▼▼▼

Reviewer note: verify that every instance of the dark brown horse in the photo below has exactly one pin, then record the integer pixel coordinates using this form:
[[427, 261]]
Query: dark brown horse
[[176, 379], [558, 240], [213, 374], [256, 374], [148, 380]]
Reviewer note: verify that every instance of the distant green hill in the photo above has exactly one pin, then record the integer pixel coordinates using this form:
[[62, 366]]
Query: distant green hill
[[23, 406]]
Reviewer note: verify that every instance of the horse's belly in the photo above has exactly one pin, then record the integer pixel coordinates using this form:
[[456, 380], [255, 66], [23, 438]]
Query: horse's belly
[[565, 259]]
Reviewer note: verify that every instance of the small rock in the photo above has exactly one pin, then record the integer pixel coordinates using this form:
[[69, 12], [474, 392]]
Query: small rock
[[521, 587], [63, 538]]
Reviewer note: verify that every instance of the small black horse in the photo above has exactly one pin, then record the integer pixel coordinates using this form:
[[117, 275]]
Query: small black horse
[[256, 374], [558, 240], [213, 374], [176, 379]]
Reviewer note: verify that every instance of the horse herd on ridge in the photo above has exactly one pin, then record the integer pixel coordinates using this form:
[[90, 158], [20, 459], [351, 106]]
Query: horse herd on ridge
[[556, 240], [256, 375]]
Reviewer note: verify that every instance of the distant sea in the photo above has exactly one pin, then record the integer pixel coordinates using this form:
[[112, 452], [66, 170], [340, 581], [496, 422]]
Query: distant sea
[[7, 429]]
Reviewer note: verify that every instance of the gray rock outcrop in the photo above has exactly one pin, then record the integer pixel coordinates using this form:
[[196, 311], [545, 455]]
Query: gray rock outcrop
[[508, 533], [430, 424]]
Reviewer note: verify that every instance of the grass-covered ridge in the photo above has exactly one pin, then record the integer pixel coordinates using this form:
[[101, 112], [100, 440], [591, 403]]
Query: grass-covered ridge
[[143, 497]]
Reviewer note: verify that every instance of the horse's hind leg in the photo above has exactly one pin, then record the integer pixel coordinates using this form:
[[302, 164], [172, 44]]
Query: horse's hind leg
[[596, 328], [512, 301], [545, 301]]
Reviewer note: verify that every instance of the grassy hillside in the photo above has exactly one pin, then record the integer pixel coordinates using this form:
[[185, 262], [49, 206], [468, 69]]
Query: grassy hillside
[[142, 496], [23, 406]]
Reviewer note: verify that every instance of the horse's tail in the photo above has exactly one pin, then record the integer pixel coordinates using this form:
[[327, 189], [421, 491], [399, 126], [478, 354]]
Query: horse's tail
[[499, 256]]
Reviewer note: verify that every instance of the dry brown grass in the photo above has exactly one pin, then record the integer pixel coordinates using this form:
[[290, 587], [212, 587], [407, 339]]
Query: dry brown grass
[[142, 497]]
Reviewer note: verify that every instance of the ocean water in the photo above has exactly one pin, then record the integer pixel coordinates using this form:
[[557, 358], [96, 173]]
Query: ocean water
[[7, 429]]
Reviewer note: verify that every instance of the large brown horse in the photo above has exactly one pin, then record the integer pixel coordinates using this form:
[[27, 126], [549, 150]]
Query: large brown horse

▲▲▲

→ **Your goal**
Wherever the string "large" shows up in a line of the records, count that line once. Report the total alone.

→ **Solution to the exercise**
2